WHAT IS REQUIRED
Whenever a picture appears in the records, exclude it, and transcribe everything else exactly.

TASK INPUT

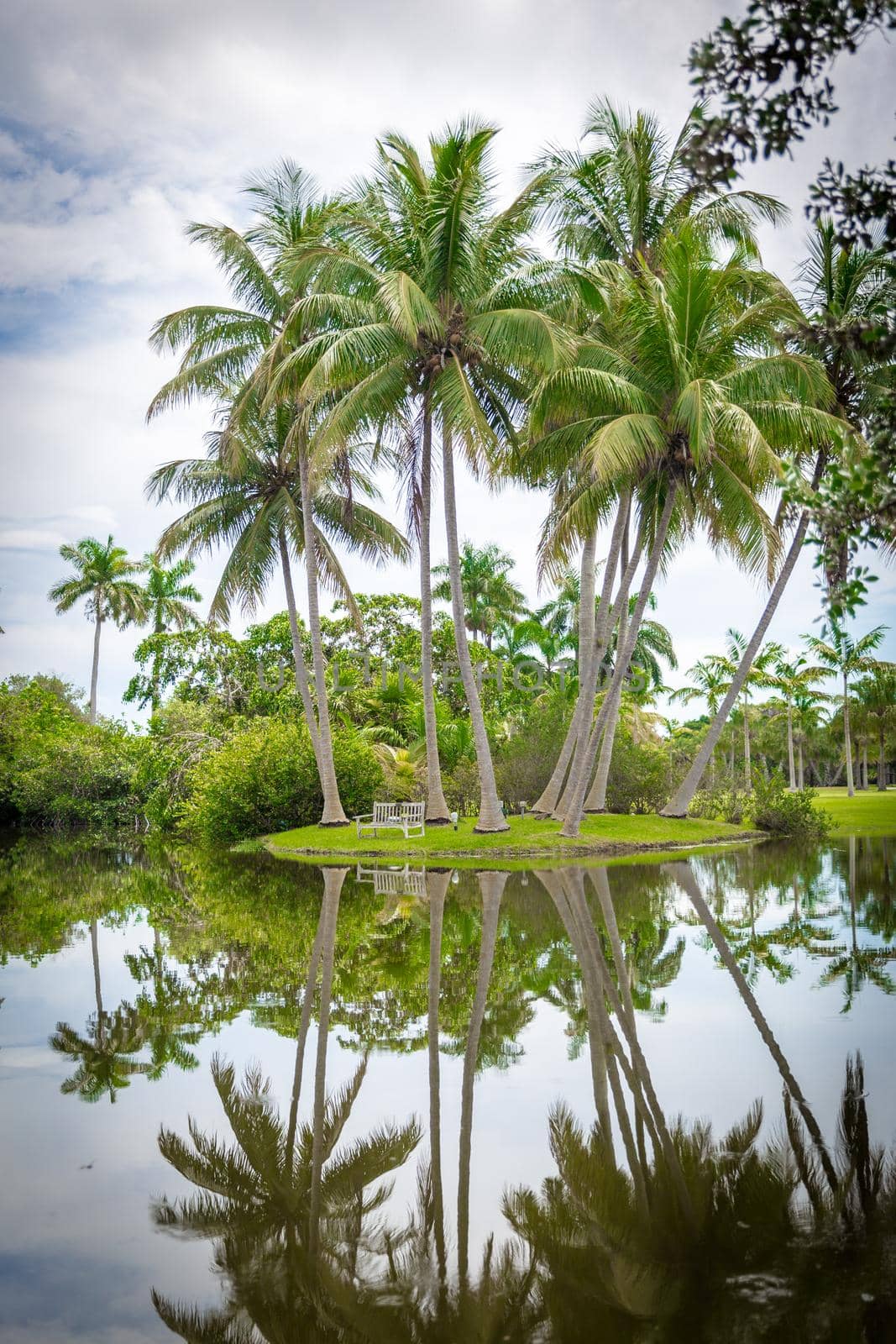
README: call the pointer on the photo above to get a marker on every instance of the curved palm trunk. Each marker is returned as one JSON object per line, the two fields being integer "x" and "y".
{"x": 94, "y": 669}
{"x": 848, "y": 741}
{"x": 490, "y": 813}
{"x": 683, "y": 874}
{"x": 333, "y": 813}
{"x": 606, "y": 627}
{"x": 747, "y": 761}
{"x": 333, "y": 879}
{"x": 610, "y": 709}
{"x": 492, "y": 889}
{"x": 437, "y": 810}
{"x": 308, "y": 1000}
{"x": 680, "y": 801}
{"x": 587, "y": 649}
{"x": 437, "y": 886}
{"x": 298, "y": 658}
{"x": 94, "y": 953}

RESPONSE TO THE TASK
README: call the pointer on the photo above to get a marker on every instance of the curved palm trunk. Each marker is returned as one JSON object per line, the two fields being integer "x" and "y".
{"x": 94, "y": 669}
{"x": 848, "y": 741}
{"x": 490, "y": 813}
{"x": 683, "y": 874}
{"x": 333, "y": 813}
{"x": 606, "y": 627}
{"x": 747, "y": 761}
{"x": 333, "y": 879}
{"x": 610, "y": 709}
{"x": 492, "y": 889}
{"x": 437, "y": 810}
{"x": 308, "y": 1000}
{"x": 680, "y": 801}
{"x": 587, "y": 649}
{"x": 437, "y": 886}
{"x": 298, "y": 658}
{"x": 94, "y": 953}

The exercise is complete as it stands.